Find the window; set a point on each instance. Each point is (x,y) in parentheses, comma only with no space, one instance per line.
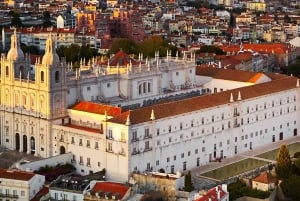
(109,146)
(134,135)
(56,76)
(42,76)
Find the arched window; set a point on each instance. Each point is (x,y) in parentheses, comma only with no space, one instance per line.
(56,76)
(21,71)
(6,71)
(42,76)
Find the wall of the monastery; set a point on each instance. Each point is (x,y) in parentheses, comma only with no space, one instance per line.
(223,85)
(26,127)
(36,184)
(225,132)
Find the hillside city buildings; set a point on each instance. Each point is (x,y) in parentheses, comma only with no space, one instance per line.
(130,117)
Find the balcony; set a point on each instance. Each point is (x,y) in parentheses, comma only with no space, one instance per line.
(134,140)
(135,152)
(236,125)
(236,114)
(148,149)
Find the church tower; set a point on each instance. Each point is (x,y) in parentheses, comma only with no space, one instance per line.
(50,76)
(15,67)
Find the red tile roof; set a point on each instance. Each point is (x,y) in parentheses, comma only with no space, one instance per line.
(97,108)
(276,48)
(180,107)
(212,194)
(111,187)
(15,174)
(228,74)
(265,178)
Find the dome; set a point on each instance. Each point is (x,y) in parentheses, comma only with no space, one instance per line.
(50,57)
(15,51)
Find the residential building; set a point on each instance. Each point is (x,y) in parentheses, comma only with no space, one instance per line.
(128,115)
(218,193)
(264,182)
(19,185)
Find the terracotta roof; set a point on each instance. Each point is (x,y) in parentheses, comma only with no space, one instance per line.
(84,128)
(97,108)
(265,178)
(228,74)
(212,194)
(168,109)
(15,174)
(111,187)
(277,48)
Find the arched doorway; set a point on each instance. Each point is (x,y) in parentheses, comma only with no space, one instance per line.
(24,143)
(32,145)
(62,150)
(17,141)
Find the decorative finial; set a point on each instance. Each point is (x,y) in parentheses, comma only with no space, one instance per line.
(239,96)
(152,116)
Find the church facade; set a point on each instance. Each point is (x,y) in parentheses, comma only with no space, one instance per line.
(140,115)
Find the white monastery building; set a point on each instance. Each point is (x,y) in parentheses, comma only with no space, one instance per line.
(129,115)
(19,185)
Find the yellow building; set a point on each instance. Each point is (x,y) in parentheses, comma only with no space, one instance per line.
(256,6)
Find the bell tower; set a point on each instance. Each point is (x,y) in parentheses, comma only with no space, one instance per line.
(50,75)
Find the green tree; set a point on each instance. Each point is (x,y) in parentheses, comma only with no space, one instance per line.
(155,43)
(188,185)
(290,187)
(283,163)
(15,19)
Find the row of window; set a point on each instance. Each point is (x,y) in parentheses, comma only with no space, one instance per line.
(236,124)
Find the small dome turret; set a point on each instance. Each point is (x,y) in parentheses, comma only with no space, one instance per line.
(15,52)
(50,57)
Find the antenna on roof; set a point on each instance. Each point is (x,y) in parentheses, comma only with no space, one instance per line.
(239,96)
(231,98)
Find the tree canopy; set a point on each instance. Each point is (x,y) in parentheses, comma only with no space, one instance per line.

Exercise objective => Copy every line above word for word, leaving out the picture.

Response below =>
Find the window; set a point on each instance. Each point is (x,y) in parentheses, comma only with no space, one instance per line.
(109,146)
(134,135)
(56,76)
(42,76)
Find the arched window; set a point on each instance. Each point is (x,y) in parentheses, comma only with no space, one instance per line.
(56,76)
(21,71)
(6,71)
(42,76)
Find the wall of the monastery; set a point on each instance. Each point is (x,y) in parentheses, comma only with no space, one instance per line.
(223,85)
(26,127)
(36,184)
(225,132)
Find the hillside city buildings; set a point on each instance. Each point is (x,y) in parentheses, comma only with no space, one instance per line.
(130,117)
Find the balcony; set a point on each instance. Each point is (x,y) in parentheses, comma only with no space, one instance per line.
(134,140)
(135,152)
(236,125)
(236,114)
(148,149)
Find the church tower; set a point on each instance. Each point is (x,y) in parentheses, comma only with no space, one instance per line.
(50,76)
(15,67)
Find the red tile roof; set a point on each instance. Each point is (x,y) in parentheses, comma only with no space, one instance per line.
(97,108)
(276,48)
(180,107)
(212,194)
(111,187)
(15,174)
(228,74)
(265,178)
Find the dome; set a point on each instance. Each point is (x,y) in parentheses, comma only with no space, one instance per line.
(50,57)
(15,51)
Find the residential building; set a point on each instance. Each point is (x,y) in parentheses, comma only with no space, one instance per line.
(128,115)
(218,193)
(264,182)
(19,185)
Find the terracotta roof; set a point on each instance. Each point is (x,y) in parentheses, comma only with no space, one instance per line.
(84,128)
(97,108)
(265,178)
(228,74)
(212,194)
(168,109)
(15,174)
(111,187)
(277,48)
Find the arched doorway; set a point on each instance. Each point is (x,y) in parentheses, comma only with no space, one instance per line.
(24,143)
(32,145)
(62,150)
(17,141)
Find the decorative finial; set a point on each instance. Each point is (x,y) in parentheses, comma only with no space, one instance per line.
(239,96)
(152,116)
Find the church facade; set a point on each instance. Each point is (x,y) in parentheses, comma only with no space, one instance per line.
(140,115)
Find the white monastery building; set a point on each instance. Each point is (x,y) in parentheses, comma only with no space, one instance per line.
(129,115)
(19,185)
Find the yellow building; set a point on each instance. Each point is (x,y) in parentheses, comma only with no space, one instance per line.
(256,6)
Find the bell tower; set a point on each instance. Each point is (x,y) in parentheses, comma only with no space, one instance per line.
(50,75)
Find the green tree; set a point on each instance. Each point is (x,y) in parentheses, comma only with no space, one instance per line.
(155,43)
(188,185)
(290,187)
(283,163)
(15,19)
Find the row of window; set a point on each instance. Each point is (x,y) in parentheses, comma only with no space, one instance per line.
(236,124)
Find the small dome turret; set a point on each instance. Each point is (x,y) in parentheses, comma only with no space, one instance per line.
(15,52)
(50,57)
Find the antenna on roof; set a point on each instance. Each point is (x,y) in parentheses, comma only with no space, one instance per line.
(239,96)
(231,98)
Find the tree canopy; set a point on each instance. Each point is (x,y) in parentheses, comma only with no space, one instance per line.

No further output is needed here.